- [Given task] Rewrite the records below with "Supply" changed to "Provide" wherever it appears, and leave everything else unchanged.

Stored data entries:

>>

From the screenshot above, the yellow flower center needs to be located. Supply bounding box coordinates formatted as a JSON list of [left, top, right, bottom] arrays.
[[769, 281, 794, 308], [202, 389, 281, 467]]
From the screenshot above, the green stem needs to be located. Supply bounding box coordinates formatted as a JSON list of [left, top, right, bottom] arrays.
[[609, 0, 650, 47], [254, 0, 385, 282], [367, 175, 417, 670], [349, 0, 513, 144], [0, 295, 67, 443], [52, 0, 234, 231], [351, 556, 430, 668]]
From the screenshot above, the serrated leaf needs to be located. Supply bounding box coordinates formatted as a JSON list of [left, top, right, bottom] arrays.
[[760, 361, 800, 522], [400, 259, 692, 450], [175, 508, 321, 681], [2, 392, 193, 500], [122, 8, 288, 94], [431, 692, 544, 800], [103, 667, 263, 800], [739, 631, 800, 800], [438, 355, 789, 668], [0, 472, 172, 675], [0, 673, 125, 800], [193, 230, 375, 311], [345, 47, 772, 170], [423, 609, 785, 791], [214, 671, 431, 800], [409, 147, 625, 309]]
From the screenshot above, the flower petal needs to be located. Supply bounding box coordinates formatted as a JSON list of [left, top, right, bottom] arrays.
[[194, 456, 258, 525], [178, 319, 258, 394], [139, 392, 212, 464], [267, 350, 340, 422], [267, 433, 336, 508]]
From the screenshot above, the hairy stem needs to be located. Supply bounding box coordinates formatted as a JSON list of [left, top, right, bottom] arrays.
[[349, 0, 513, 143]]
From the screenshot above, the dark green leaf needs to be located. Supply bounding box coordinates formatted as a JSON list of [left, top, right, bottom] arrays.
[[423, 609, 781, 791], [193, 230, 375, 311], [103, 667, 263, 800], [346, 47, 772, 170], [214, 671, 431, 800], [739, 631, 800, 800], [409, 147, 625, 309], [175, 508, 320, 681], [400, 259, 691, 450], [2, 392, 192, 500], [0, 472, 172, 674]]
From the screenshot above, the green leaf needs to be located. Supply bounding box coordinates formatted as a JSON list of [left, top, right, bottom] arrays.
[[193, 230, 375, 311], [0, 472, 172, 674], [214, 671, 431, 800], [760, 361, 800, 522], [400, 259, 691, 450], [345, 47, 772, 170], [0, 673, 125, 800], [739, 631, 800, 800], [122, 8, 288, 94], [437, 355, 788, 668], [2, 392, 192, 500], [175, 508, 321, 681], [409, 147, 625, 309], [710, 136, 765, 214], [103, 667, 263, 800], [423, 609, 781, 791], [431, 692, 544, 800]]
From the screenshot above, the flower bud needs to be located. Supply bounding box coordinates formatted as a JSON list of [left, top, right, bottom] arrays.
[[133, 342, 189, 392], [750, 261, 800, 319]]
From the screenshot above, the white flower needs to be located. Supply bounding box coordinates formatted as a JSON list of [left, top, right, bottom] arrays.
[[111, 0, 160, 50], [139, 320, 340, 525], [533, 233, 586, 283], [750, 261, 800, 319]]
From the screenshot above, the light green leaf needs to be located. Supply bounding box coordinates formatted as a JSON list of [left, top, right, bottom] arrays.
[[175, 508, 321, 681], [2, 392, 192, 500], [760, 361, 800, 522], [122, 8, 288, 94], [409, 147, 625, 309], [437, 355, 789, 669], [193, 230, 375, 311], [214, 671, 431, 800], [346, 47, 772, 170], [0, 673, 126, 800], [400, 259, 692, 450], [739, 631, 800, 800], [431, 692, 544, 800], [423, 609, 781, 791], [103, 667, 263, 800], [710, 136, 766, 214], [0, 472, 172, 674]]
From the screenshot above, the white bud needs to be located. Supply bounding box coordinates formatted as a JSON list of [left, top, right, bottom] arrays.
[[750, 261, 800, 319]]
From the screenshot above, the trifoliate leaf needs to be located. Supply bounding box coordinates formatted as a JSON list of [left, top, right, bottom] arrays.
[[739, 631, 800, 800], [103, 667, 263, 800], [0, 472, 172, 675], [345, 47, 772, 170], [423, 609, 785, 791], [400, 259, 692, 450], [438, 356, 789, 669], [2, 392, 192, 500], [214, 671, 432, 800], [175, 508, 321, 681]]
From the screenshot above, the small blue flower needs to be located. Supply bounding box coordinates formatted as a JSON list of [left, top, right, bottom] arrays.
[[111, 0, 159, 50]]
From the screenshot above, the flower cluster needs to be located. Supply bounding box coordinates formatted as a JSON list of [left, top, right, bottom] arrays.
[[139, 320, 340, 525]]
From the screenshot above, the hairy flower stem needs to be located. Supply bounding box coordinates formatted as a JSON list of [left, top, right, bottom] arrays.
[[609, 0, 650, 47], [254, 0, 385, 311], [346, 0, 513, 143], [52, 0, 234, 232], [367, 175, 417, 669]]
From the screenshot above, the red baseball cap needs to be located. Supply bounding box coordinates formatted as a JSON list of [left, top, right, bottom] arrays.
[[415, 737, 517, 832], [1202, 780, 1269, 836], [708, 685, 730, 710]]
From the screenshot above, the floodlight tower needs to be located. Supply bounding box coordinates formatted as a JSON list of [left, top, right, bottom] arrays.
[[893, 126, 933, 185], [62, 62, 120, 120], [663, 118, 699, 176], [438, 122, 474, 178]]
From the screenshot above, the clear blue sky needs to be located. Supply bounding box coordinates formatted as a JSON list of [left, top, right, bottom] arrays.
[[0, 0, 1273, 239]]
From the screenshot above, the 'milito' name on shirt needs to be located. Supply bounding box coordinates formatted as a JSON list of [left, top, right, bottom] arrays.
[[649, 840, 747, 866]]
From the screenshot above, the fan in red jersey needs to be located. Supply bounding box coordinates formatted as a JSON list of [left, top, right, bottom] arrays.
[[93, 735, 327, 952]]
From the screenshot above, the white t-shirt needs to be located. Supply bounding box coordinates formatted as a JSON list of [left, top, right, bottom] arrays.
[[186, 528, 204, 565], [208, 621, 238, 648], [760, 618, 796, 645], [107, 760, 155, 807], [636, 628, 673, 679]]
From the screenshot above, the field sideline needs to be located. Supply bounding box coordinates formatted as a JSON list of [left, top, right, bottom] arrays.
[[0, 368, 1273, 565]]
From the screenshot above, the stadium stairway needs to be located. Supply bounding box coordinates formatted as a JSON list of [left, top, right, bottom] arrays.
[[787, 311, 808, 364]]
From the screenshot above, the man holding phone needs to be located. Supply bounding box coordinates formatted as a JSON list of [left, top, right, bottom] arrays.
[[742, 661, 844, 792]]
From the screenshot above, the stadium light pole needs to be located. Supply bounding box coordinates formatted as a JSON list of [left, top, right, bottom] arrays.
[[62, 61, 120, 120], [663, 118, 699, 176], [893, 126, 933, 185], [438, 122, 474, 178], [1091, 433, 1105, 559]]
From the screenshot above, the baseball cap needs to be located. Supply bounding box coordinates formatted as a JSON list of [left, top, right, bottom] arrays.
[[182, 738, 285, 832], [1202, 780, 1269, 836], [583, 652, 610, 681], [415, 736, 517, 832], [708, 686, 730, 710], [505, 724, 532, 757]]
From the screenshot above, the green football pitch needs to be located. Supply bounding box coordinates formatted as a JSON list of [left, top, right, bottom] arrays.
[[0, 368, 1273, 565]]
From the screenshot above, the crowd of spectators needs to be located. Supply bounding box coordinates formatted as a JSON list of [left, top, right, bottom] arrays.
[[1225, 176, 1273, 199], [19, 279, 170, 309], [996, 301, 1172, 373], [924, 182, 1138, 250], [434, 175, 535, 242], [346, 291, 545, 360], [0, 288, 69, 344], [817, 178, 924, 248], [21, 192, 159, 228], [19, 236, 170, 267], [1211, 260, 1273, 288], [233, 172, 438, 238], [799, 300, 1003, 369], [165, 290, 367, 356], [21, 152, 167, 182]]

<<

- [Problem solution]
From the screenshot above, the yellow flower center needs to be located. Provide bounding box coordinates formatted as a JSON list of [left, top, right, bottom] arrays.
[[769, 281, 794, 308], [202, 389, 281, 467]]
From the screenshot above, the green stem needs to be located. Provide bounding box coordinates formatted as a JSON list of [left, top, right, bottom] arrays.
[[609, 0, 650, 47], [254, 0, 385, 282], [367, 175, 417, 670], [349, 0, 513, 144], [0, 295, 67, 443], [52, 0, 234, 231], [351, 556, 430, 668]]
From the screenshot above, the serrated leaf needs to be located. Provide bounding box coordinates formatted as a JSON list of [left, top, right, bottom] arrays.
[[760, 361, 800, 522], [400, 259, 692, 450], [175, 508, 321, 681], [2, 392, 193, 500], [122, 8, 288, 94], [431, 692, 544, 800], [103, 667, 263, 800], [739, 631, 800, 800], [438, 355, 789, 668], [0, 472, 172, 675], [0, 673, 125, 800], [193, 230, 375, 311], [345, 47, 772, 170], [423, 609, 785, 791], [214, 671, 431, 800], [409, 147, 625, 309]]
From the screenshot above, the flower petal needs to be located. Provide bounding box coordinates formatted as a JSON list of [left, top, right, bottom] arrays.
[[194, 456, 258, 525], [178, 319, 258, 394], [139, 392, 212, 464], [267, 350, 340, 422], [267, 433, 336, 508]]
From the screenshot above, the hairy stem needs to be located. Provide bounding box coordinates formatted as a JSON list of [left, top, right, bottom] arrays.
[[349, 0, 513, 143]]
From the screenshot above, the dark green leaf needs to be located. Provide bounding box coordinates formatted as a JSON list of [left, top, right, bottom] arrays.
[[423, 609, 781, 791], [193, 230, 375, 311], [103, 667, 263, 800], [346, 47, 772, 170], [214, 671, 431, 800], [739, 631, 800, 800], [409, 147, 625, 309], [175, 508, 320, 681], [400, 259, 691, 450], [2, 392, 192, 500], [0, 472, 172, 674]]
From the screenshot above, the green leaf needs to be located. Provide bounding box coordinates formatted as a JSON list of [left, top, right, bottom] arrays.
[[193, 230, 375, 311], [0, 472, 172, 674], [214, 671, 431, 800], [760, 361, 800, 522], [400, 259, 691, 450], [345, 47, 772, 170], [0, 673, 125, 800], [739, 631, 800, 800], [122, 8, 288, 94], [437, 355, 788, 668], [2, 392, 192, 500], [175, 508, 321, 681], [409, 147, 625, 309], [710, 136, 765, 214], [103, 667, 263, 800], [423, 609, 781, 791], [431, 692, 544, 800]]
From the screenshot above, the flower bud needs to be located. Provide bounding box coordinates formatted as a JSON list of [left, top, right, bottom] arrays.
[[133, 342, 189, 392], [750, 261, 800, 319]]
From the screenshot above, the white flower needs to be located. Provide bounding box coordinates formatted as a JSON list of [left, top, right, bottom] arrays.
[[111, 0, 160, 50], [139, 320, 340, 525], [533, 233, 586, 283], [750, 261, 800, 319]]
From the screenshot above, the light green leaf needs to be located. Provide bounding box coordinates formatted as a JSON list of [left, top, right, bottom] arrays.
[[175, 508, 321, 681], [2, 392, 192, 500], [760, 361, 800, 522], [122, 8, 288, 94], [409, 147, 625, 309], [437, 355, 789, 669], [193, 230, 375, 311], [214, 671, 431, 800], [346, 47, 772, 170], [0, 673, 126, 800], [400, 259, 692, 450], [739, 631, 800, 800], [431, 692, 544, 800], [423, 609, 781, 791], [103, 667, 263, 800], [710, 136, 766, 214], [0, 472, 172, 674]]
From the screenshot above, the white bud needs to be located. Provide bounding box coordinates formatted as a JSON list of [left, top, right, bottom] arrays.
[[750, 261, 800, 319]]
From the screenshot above, the trifoliate leaf needs to be located. Provide bounding box coordinates formatted as a JSON list of [left, top, right, bottom] arrays.
[[739, 631, 800, 800], [103, 667, 263, 800], [0, 472, 172, 675], [345, 47, 772, 170], [423, 609, 785, 791], [400, 259, 692, 450], [438, 356, 789, 669], [2, 392, 192, 500], [214, 671, 432, 800], [175, 508, 321, 681]]
From the screenshot above, the small blue flower needs to be located. Provide bounding box coordinates formatted as a JSON list of [left, top, right, bottom] arrays.
[[111, 0, 159, 50]]
From the screenshot above, the flower cluster needs to be located. Provide bounding box coordinates formatted as a JSON list of [left, top, right, bottom] arrays.
[[139, 320, 340, 525]]
From the screenshot above, the hairy flower stem needs to be located. Provide bounding box coordinates formatted as a JSON list of [left, top, right, bottom] arrays.
[[609, 0, 650, 47], [254, 0, 385, 311], [346, 0, 513, 143], [52, 0, 234, 232], [367, 175, 417, 669]]
From the screenshot above, the red baseball cap needs to be located. Provide bounding box coordinates formatted as a JSON list of [left, top, right, bottom] arrays.
[[415, 737, 517, 832], [1202, 780, 1269, 836], [708, 685, 730, 710]]
From the screenshot above, the floodlight tower needs to be located. Provide bounding box coordinates formatted as a JSON list of [left, top, right, bottom] arrays.
[[893, 126, 933, 185], [62, 62, 120, 120], [663, 118, 699, 176], [438, 122, 474, 178]]
From the screenshot above, the clear blue sky needs to be located. Provide bounding box coordinates formatted as a JSON list of [left, top, right, bottom] arrays.
[[0, 0, 1273, 239]]
From the screenshot above, the 'milito' name on shirt needs to be located. Provide bounding box coordinates formatted as a JSON list of [left, top, right, bottom] arrays.
[[649, 840, 747, 866]]
From the screenshot above, the fan in red jersey needs to be located. Provide bounding box coordinates formatted as a JSON list of [left, top, right, bottom] arrays.
[[93, 735, 327, 952]]
From the screenshot above, the white t-shirt needs to be located. Provide bounding box coordinates formatted as a JSON list of [left, top, right, bottom] arrays.
[[186, 528, 204, 565], [208, 621, 238, 648], [760, 618, 796, 645], [107, 760, 155, 807], [636, 628, 673, 679]]
From the screenshot above, the field sideline needs to be located. Provide bounding box coordinates formatted as a JSON list of [left, top, right, bottom] arrays.
[[0, 368, 1273, 565]]
From the screenshot above, the stadium stairway needs to be located. Provide bounding box coordinates formatted as a JSON list of [left, top, right, bottom] arrays.
[[787, 311, 808, 364]]
From the screenshot above, the man holding phone needs to be located. Provide bounding box coordinates formatted as a JSON list of [left, top, right, bottom] arrays.
[[742, 661, 844, 792]]
From the screenshot above, the stadium light pole needs to be located. Provide bounding box coordinates formatted as a JSON list of [left, top, right, bottom] arrays.
[[62, 61, 120, 120], [663, 118, 699, 176], [893, 126, 933, 185], [438, 122, 474, 178], [1091, 433, 1105, 559]]
From the screenshot above, the baseball cap needs to be located. Provide bounding box coordinates formatted as a JSON list of [left, top, right, bottom] arrays.
[[182, 738, 285, 832], [1202, 780, 1269, 836], [583, 652, 610, 681], [415, 736, 517, 832], [708, 686, 730, 710], [505, 724, 532, 757]]
From the screenshot above, the green football pitch needs to be located. Provide bounding box coordinates formatted as a JSON list of [left, top, right, bottom] arrays.
[[0, 368, 1273, 565]]
From the screenshot above, the crowd of spectators needs to be located. Provide bounding box coordinates formatted as a JSON list of [left, top, right, bottom] arrays.
[[1225, 176, 1273, 199], [19, 279, 170, 309], [996, 301, 1172, 373], [924, 182, 1138, 250], [434, 175, 535, 242], [346, 291, 545, 360], [0, 288, 69, 344], [817, 178, 924, 248], [21, 192, 159, 228], [19, 236, 170, 267], [1211, 260, 1273, 288], [233, 172, 438, 238], [799, 300, 1003, 369], [165, 290, 367, 356], [21, 152, 167, 182]]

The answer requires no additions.